__WRITTEN REQUEST__: Reproduce the section of the mortgage rate text from "How long do" to "cuts around September.", word for word.

__DOCUMENT SECTION__:
————————
How long do rates stay high?

Based on historic rate cut cycles over the past 50 years, the average time between the peak in mortgage rates and the RBA cutting rates is 9.8 months. Excluding the rate cut cycle of 2008, which was brought about by the Global Financial Crisis (GFC), the average time is 10.6 months. Assuming that we don’t see a rerun of GFC like event and there are no further rate rises, that would theoretically put rate cuts around September.

Over the past 50 years, the longest rates have been kept at their cyclical peak is 17 months. In short, once rates hit their peak it’s only a matter of time before the RBA considers inflation adequately tamed or the economy hit hard enough to justify rates being cut.

How much could rates be cut?

Based on historic cutting cycles exceeding a 1.5 per cent drop in mortgage rates, the average relative reduction in mortgage rates over the past 40 years across each cycle has been 29.3 per cent (based on the benchmark discount variable mortgage rate). However, it’s worth noting that these numbers are heavily skewed by the rate cut cycle of 1990 to 1993 and 2008 to 2009.
————————
__DATA SUPPLIED__:
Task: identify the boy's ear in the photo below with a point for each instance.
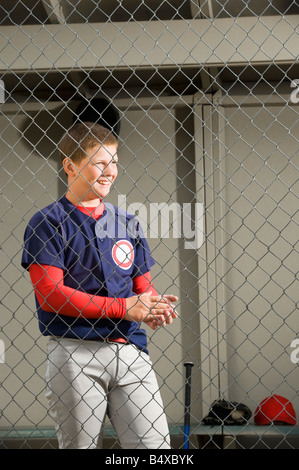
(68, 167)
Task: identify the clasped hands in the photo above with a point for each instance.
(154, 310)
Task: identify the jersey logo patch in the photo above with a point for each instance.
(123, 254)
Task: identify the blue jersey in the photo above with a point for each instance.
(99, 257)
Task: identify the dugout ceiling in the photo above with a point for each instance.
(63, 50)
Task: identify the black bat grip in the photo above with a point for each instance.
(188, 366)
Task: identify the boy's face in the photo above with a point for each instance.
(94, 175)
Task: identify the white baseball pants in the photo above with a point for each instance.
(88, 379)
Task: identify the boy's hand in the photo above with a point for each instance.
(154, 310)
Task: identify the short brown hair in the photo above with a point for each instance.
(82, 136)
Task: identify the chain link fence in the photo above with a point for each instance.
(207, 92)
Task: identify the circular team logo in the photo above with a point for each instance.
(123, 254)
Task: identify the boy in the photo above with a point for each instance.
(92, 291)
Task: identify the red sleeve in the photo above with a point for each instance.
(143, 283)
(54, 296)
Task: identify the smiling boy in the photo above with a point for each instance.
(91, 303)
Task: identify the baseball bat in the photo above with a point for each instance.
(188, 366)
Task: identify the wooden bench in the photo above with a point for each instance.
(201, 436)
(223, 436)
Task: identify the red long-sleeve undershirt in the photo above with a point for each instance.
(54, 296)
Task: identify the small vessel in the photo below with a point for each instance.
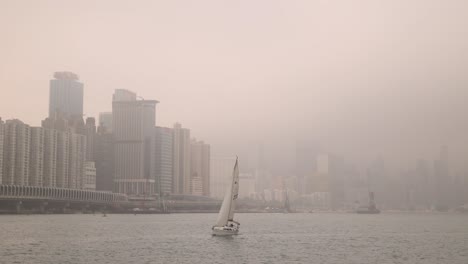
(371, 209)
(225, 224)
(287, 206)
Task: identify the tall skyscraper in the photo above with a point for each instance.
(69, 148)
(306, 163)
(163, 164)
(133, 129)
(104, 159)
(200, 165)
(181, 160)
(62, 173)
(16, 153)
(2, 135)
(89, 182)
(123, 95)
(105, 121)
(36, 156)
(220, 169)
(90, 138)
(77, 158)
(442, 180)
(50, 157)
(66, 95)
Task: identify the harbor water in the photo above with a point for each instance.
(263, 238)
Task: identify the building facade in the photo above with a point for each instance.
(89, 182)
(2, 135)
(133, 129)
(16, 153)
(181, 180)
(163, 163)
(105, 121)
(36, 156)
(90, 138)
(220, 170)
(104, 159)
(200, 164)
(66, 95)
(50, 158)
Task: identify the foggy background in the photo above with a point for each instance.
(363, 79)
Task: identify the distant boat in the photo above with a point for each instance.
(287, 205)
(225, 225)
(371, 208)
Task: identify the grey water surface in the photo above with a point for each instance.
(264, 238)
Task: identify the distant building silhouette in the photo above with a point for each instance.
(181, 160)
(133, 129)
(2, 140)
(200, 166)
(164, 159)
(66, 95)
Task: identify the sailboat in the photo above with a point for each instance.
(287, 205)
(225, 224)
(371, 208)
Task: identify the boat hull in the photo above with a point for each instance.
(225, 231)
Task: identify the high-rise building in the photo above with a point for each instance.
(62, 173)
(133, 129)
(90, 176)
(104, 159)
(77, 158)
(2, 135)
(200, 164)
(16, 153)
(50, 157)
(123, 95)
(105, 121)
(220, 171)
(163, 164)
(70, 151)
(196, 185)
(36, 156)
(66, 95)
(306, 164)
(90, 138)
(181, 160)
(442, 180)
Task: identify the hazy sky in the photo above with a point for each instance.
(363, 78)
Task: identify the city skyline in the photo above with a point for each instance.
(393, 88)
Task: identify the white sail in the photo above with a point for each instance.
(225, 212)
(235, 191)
————————
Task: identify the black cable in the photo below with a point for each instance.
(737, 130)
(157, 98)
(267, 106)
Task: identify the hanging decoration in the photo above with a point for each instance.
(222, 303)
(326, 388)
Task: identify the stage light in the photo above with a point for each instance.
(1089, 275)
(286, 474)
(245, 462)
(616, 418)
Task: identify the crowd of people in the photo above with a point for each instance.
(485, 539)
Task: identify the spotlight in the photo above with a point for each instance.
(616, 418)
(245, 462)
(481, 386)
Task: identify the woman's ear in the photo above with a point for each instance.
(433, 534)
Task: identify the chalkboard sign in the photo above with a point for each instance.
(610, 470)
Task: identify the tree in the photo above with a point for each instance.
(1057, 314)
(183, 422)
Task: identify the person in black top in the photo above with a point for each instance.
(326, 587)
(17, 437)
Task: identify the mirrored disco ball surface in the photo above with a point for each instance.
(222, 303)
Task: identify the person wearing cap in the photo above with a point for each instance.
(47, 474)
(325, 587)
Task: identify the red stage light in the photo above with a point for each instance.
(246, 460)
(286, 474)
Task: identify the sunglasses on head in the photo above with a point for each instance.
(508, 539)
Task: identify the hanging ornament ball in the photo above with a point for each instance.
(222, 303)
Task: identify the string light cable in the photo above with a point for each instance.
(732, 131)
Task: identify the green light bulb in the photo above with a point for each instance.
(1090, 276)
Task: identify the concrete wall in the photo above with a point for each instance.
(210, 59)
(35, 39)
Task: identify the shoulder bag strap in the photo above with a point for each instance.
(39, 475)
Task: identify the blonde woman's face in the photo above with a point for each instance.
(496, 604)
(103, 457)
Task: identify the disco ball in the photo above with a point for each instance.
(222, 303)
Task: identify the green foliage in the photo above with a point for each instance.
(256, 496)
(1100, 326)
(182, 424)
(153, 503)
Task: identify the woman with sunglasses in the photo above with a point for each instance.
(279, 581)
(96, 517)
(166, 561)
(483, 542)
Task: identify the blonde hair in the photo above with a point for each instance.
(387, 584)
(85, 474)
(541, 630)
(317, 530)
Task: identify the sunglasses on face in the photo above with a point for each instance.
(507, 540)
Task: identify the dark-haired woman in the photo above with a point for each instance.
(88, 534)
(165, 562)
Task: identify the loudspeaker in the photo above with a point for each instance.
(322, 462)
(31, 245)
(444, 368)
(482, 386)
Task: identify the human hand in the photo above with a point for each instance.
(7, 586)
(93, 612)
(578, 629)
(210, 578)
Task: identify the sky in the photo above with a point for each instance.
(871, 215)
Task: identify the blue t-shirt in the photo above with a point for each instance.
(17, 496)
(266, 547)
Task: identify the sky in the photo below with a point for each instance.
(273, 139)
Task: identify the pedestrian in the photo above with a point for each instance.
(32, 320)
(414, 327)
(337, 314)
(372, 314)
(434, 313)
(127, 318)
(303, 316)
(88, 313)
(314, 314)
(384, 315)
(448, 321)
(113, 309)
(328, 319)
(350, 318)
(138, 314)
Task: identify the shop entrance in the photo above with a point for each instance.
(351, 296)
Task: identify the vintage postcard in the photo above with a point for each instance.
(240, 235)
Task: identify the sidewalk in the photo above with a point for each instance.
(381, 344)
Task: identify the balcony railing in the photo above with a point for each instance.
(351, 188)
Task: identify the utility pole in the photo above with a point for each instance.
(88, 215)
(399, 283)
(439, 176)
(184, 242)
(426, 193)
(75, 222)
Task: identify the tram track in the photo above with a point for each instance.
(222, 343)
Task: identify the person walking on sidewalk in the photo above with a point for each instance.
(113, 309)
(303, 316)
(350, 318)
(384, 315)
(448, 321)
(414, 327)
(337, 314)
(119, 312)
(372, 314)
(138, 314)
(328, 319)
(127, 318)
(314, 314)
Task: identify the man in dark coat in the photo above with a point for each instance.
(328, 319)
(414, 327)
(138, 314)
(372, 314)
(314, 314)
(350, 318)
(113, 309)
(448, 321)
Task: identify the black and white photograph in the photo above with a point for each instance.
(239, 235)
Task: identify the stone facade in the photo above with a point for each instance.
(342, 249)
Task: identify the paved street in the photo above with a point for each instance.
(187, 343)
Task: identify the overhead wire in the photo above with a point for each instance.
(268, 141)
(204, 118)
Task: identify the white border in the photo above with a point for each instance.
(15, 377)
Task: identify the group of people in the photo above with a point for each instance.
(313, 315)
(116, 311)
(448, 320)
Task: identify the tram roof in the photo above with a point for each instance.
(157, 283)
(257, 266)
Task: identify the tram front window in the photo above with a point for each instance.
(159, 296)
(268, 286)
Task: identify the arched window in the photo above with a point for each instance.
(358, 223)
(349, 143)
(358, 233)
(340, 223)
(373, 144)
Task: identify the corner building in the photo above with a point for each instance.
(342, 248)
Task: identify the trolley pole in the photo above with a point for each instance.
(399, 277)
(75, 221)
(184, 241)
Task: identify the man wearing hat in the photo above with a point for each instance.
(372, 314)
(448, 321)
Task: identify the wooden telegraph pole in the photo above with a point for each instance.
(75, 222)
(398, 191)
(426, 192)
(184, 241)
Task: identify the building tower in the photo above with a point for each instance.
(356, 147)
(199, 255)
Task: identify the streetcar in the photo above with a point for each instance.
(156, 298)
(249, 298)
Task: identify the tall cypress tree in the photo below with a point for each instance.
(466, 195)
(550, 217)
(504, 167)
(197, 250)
————————
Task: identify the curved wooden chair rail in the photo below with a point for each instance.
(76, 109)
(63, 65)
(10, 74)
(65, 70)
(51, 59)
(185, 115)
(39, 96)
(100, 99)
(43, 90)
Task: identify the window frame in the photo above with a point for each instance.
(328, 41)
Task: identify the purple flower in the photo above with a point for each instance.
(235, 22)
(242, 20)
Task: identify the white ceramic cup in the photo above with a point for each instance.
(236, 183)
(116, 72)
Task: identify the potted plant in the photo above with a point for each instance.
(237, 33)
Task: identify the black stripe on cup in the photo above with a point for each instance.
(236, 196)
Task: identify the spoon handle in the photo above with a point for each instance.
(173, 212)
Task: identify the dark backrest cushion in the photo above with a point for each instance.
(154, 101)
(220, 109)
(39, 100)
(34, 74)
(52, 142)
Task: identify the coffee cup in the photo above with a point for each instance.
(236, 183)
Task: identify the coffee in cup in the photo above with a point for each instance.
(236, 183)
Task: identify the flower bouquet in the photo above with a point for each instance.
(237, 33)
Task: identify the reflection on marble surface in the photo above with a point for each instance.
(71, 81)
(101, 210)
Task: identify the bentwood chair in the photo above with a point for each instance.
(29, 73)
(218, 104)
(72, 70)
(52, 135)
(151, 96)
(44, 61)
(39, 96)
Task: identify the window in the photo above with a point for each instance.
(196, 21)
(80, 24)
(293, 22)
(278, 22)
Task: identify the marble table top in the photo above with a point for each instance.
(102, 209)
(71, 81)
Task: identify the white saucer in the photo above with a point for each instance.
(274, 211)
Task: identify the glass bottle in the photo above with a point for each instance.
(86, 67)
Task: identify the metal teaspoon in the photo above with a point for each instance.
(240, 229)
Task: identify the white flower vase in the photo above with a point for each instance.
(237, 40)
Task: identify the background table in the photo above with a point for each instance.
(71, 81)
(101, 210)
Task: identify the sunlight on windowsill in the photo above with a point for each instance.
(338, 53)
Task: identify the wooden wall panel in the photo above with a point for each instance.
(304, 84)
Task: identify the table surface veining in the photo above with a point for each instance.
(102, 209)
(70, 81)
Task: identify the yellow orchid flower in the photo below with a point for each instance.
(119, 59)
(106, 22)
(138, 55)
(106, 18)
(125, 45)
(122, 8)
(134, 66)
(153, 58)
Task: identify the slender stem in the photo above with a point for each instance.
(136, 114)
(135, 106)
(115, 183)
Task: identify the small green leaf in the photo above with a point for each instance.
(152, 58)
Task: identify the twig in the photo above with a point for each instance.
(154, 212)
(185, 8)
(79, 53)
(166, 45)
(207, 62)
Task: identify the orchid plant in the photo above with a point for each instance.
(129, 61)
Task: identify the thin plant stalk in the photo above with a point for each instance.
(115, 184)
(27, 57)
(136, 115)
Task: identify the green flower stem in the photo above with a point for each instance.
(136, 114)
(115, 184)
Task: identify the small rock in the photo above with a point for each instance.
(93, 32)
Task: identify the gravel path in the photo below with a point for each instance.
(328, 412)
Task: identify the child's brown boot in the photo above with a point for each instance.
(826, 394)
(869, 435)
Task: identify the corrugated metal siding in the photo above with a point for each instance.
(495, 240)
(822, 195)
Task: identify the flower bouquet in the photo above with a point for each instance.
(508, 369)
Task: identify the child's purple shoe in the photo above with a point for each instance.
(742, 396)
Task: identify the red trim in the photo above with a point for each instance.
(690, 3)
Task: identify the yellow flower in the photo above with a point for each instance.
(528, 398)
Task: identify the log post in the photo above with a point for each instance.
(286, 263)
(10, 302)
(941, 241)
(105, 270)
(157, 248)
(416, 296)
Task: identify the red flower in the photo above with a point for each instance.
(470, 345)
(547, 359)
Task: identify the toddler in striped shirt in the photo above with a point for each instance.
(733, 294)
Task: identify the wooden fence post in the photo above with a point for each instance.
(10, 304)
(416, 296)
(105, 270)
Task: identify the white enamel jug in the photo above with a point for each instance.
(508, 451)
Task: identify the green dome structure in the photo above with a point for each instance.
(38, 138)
————————
__SOLUTION TO THE EXERCISE__:
How long do rates stay high?

Based on historic rate cut cycles over the past 50 years, the average time between the peak in mortgage rates and the RBA cutting rates is 9.8 months. Excluding the rate cut cycle of 2008, which was brought about by the Global Financial Crisis (GFC), the average time is 10.6 months. Assuming that we don’t see a rerun of GFC like event and there are no further rate rises, that would theoretically put rate cuts around September.